I also reject that argument. If Mr. Maud is made bankrupt and the proceeds of sale of his shares are used to repay Ramblas’ debt to Edgeworth, on ordinary principles of English law (which Mr. Wigley accepted I should apply in the absence of any evidence that the relevant foreign law would be any different) this would simply result in Mr. Maud’s trustee in bankruptcy having a subrogation claim against Ramblas for an indemnity. That creditor claim would then rank for full payment from any monies resulting from the Interest Claim in priority to any distribution to shareholders. In this way any inequality will be eliminated before any surplus proceeds of the Interest Claim are distributed to shareholders.
The third point made by Mr. Maud is that a trustee in bankruptcy would be likely to have difficulty “in ensuring that Mr. Maud’s Ramblas shares are sold for fair market value at any time” because (i) “it is inherently difficult to value the potential benefit of any claim, in contrast to a tangible asset or one for which there is a recognised market”, and (ii) “the Interest Claim is in its early stages and is brought on a novel basis .. [so] .. it is extremely unlikely that it would now be valued at anything approaching the potential value of the proceeds that would accrue were the Interest Claim to succeed”.

Point annotation dataset records

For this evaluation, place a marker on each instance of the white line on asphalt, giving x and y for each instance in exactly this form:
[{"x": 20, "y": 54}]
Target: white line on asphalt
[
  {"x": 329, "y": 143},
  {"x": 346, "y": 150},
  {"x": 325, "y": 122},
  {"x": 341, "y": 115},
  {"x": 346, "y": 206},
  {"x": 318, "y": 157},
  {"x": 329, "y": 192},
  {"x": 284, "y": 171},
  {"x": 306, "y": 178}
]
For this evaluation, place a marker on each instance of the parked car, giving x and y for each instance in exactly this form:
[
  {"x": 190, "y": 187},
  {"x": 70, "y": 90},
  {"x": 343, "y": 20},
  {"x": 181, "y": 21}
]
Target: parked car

• **Parts of the exercise**:
A - Answer these questions using the bankruptcy text.
(i) If Mr. Maud is made bankrupt and his share proceeds repay Ramblas' debt, who would have a subrogation claim against Ramblas?
(ii) Which numbered point made by Mr. Maud concerns selling his Ramblas shares for fair market value?
(iii) At what stage is the Interest Claim said to be?
B - List every person or company named in the bankruptcy text.
C - Reproduce the part of the bankruptcy text between "I also reject" and "distributed to shareholders.", inclusive.

• **Solutions below**:
A -
(i) Mr. Maud's trustee in bankruptcy
(ii) The third point
(iii) Its early stages

B - Mr. Maud, Ramblas, Edgeworth, Mr. Wigley

C -
I also reject that argument. If Mr. Maud is made bankrupt and the proceeds of sale of his shares are used to repay Ramblas’ debt to Edgeworth, on ordinary principles of English law (which Mr. Wigley accepted I should apply in the absence of any evidence that the relevant foreign law would be any different) this would simply result in Mr. Maud’s trustee in bankruptcy having a subrogation claim against Ramblas for an indemnity. That creditor claim would then rank for full payment from any monies resulting from the Interest Claim in priority to any distribution to shareholders. In this way any inequality will be eliminated before any surplus proceeds of the Interest Claim are distributed to shareholders.